_Source passage_:
5 Commits

Author SHA1 Message Date
wizardchen
7b1bb1054f feat(docreader): speed up scanned-PDF parsing, stream image results, isolate heavy async queues
Large scanned PDFs (hundreds of pages) were slow and fragile end-to-end.
This change addresses the parse, transport, and task-scheduling layers:

docreader (parse + transport):
- Parallelize per-page scanned rendering across processes (forkserver/fork),
  with serial fallback. ~4-7x faster on large scanned PDFs; pdfium is not
  thread-safe so we fan out across processes. Configurable via
  DOCREADER_PDF_RENDER_PARALLELISM.
- Add server-streaming ReadStream RPC: emit one meta frame then one frame per
  image, so documents with many page images are no longer capped by the unary
  gRPC message-size limit (a 874-page PDF produced ~193MiB of images, far over
  the 50MB cap) and memory is bounded on both ends. Unary Read is kept for
  backward compatibility; the Go production reader switches to ReadStream.

_Short task 1_: Return the commit message text from "Author SHA1 Message" to "DOCREADER_PDF_RENDER_PARALLELISM.".
_Short task 2_: List the layers that the commit message says this change addresses.
The data that follow have no connection to the commit message.

(Location annotation dataset excerpts)
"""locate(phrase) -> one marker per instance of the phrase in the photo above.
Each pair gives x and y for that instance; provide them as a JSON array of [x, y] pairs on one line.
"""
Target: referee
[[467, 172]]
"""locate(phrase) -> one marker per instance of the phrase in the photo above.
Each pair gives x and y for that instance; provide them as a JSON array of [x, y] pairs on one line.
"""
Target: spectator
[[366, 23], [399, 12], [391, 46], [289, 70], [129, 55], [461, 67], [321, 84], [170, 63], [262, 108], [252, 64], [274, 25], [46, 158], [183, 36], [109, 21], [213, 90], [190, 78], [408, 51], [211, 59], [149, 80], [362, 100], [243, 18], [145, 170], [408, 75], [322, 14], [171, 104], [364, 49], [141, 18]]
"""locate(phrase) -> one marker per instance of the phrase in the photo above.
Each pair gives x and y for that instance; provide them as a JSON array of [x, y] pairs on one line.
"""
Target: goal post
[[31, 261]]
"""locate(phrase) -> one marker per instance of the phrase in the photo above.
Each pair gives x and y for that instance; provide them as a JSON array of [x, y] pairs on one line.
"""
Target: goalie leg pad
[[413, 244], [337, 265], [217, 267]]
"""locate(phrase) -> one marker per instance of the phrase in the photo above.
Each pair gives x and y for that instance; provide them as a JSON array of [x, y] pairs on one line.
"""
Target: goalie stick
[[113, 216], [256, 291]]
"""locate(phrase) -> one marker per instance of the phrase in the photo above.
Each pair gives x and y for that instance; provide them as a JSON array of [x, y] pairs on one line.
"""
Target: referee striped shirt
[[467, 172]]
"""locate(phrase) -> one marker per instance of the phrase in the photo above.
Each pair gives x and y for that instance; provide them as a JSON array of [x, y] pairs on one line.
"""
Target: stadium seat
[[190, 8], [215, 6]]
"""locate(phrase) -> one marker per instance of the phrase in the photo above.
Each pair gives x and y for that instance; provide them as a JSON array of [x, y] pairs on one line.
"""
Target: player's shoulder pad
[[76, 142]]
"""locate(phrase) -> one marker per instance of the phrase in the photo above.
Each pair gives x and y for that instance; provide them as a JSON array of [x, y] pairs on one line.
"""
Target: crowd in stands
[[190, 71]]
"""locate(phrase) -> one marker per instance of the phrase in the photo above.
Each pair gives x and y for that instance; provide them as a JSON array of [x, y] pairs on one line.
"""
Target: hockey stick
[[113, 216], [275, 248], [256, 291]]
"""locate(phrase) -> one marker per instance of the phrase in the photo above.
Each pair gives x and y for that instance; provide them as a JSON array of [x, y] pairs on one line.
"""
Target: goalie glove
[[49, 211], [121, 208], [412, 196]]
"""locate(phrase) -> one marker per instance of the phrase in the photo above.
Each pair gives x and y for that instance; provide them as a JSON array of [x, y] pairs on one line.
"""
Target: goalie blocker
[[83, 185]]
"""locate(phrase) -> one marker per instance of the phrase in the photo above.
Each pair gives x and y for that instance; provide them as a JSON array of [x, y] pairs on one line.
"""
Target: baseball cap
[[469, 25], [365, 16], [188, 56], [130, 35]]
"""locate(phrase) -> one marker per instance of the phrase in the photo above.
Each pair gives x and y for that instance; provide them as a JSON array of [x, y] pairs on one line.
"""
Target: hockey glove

_Task answer 1_:
Author SHA1 Message Date
wizardchen
7b1bb1054f feat(docreader): speed up scanned-PDF parsing, stream image results, isolate heavy async queues
Large scanned PDFs (hundreds of pages) were slow and fragile end-to-end.
This change addresses the parse, transport, and task-scheduling layers:

docreader (parse + transport):
- Parallelize per-page scanned rendering across processes (forkserver/fork),
  with serial fallback. ~4-7x faster on large scanned PDFs; pdfium is not
  thread-safe so we fan out across processes. Configurable via
  DOCREADER_PDF_RENDER_PARALLELISM.

_Task answer 2_: parse, transport, task-scheduling